#### Assigned task:
When the string "window" is part of a line below, that line should be copied.

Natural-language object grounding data
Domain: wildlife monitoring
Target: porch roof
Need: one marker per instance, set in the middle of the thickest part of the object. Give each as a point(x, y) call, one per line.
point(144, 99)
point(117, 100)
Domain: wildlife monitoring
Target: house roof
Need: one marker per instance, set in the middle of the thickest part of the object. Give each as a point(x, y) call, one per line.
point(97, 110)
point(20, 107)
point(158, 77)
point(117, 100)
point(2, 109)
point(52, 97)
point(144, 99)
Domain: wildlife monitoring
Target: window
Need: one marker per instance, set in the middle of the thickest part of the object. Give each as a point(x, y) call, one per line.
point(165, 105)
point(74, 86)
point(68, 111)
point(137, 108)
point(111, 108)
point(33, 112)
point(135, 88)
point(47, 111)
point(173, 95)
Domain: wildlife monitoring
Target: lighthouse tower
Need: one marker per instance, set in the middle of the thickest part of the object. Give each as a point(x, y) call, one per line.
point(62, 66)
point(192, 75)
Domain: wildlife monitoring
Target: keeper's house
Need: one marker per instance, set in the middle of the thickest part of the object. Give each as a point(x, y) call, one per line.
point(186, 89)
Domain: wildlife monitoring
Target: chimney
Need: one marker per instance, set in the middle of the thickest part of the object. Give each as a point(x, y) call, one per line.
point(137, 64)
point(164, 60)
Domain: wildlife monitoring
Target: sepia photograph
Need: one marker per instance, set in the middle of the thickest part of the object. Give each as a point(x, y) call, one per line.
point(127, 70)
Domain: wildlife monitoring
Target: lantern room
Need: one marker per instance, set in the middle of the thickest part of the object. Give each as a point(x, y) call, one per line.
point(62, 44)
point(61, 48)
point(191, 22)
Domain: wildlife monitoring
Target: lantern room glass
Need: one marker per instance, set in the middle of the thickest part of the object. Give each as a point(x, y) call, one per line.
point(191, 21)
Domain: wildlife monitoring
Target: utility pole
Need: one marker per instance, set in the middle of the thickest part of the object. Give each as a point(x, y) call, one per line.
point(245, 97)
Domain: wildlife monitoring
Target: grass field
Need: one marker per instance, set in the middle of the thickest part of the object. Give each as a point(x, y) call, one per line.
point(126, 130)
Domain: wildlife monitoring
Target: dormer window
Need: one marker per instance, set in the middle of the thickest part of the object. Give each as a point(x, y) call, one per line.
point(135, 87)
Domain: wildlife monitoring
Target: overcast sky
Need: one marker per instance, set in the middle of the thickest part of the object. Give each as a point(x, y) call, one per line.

#### Task output:
Target: window
Target: dormer window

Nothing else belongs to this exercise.